## Ausgewählter Abschnitt
◇ ◇ ◇

Was sich nun zunächst wie ein Glücksfall anhört stellt sich bei näherer Betrachtung jedoch als eine heikle Situation heraus. Es bedeutet nämlich, dass das Spiel abgebrochen wird, wenn Tramelan auch nur eine Zwei-Minuten-Strafe erhält. Das Team hätte dann nur noch einen Spieler auf dem Feld, was auch damals nicht gestattet gewesen ist. Deshalb impft uns unser Trainer nachdrücklich ein, sie auf gar keinen Fall zu provozieren, denn ein Spielabbruch liegt nicht drin. Zur Erinnerung, wir müssen das Spiel hoch gewinnen, um den Aufstieg zu realisieren. Ein Forfait-Sieg gibt aber nur fünf Tore.

◇ ◇ ◇

## Erfasste Daten
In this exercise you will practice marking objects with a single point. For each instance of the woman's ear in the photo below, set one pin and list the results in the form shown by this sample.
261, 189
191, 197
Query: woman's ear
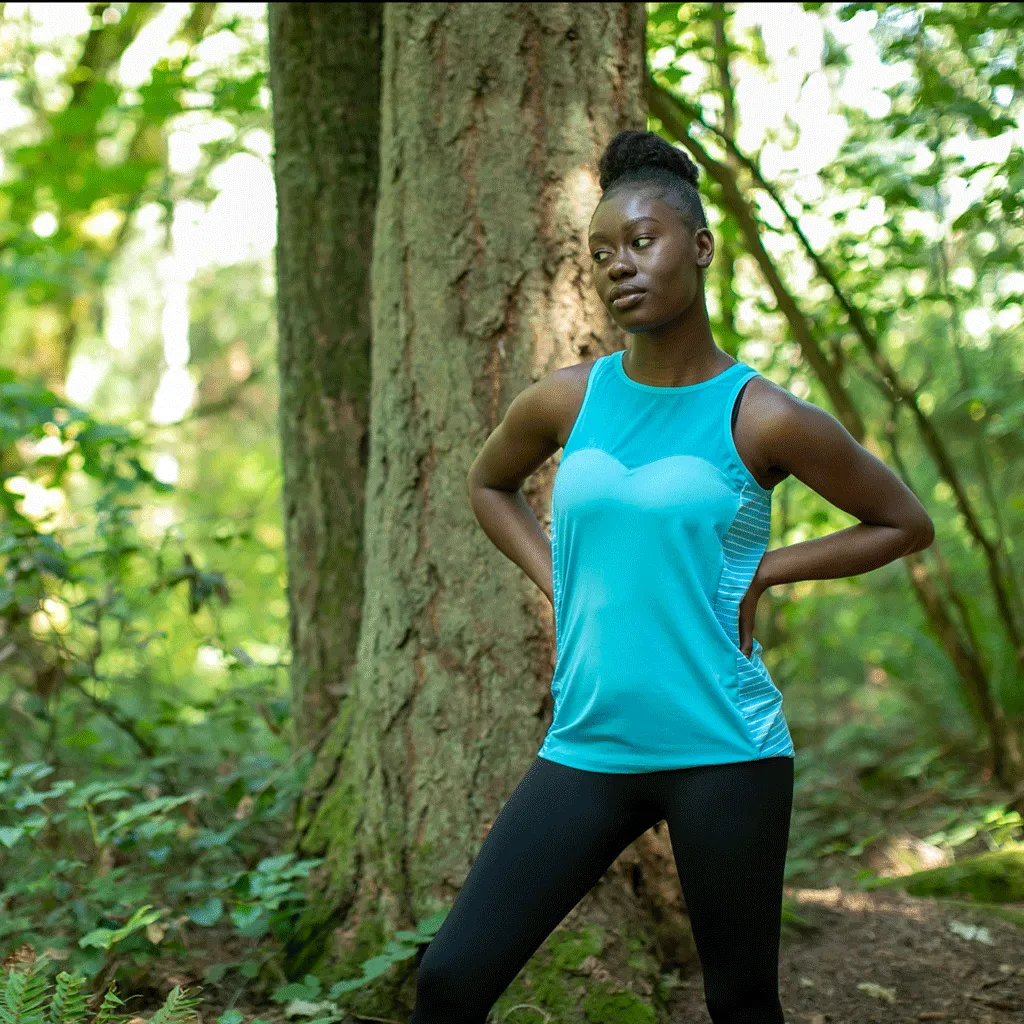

◇ ◇ ◇

## Aufgaben
(1) Gib den Teil des Abschnitts über das Spiel gegen Tramelan von "Was sich nun" bis "nur fünf Tore." wortgetreu aus.
(2) Wie viele Tore bringt ein Forfait-Sieg laut dem Abschnitt über das Spiel gegen Tramelan?
(3) Setze den Text über das Spiel gegen Tramelan nach seinem letzten Satz fort.
Das Material stammt aus einer anderen Quelle.

## Antworten
(1)
Was sich nun zunächst wie ein Glücksfall anhört stellt sich bei näherer Betrachtung jedoch als eine heikle Situation heraus. Es bedeutet nämlich, dass das Spiel abgebrochen wird, wenn Tramelan auch nur eine Zwei-Minuten-Strafe erhält. Das Team hätte dann nur noch einen Spieler auf dem Feld, was auch damals nicht gestattet gewesen ist. Deshalb impft uns unser Trainer nachdrücklich ein, sie auf gar keinen Fall zu provozieren, denn ein Spielabbruch liegt nicht drin. Zur Erinnerung, wir müssen das Spiel hoch gewinnen, um den Aufstieg zu realisieren. Ein Forfait-Sieg gibt aber nur fünf Tore.

(2) Ein Forfait-Sieg bringt nur fünf Tore.

(3)
Und so plätschert das Spiel vor sich hin. Wir sind stets darauf bedacht, nicht zu grob in die Zweikämpfe zu steigen, sie müssen ihre Kräfte einteilen. Zur Pause führen wir lediglich mit einigen Toren Vorsprung. In der zweiten Hälfte zahlt sich unsere Geduld jedoch aus. Die Kräfte schwinden bei den Spielern aus dem Berner Jura zusehends und das Toreschiessen wird einfacher. Die Freiburger, die das Spiel natürlich von der Tribüne aus mitverfolgen, haben keine Freude am Spielverlauf und tun dies mit lauten Buh-Rufen kund. Ich selbst habe auch immer weniger Spass, je länger das Spiel dauert, und setzte deshalb öfters Einsätze aus. Es ist nicht dasselbe, wenn der Gegner nicht mehr mithalten kann. Zum Schluss gewinnen wir die Partie mit 36:9, was uns selbstverständlich den Aufstieg sichert.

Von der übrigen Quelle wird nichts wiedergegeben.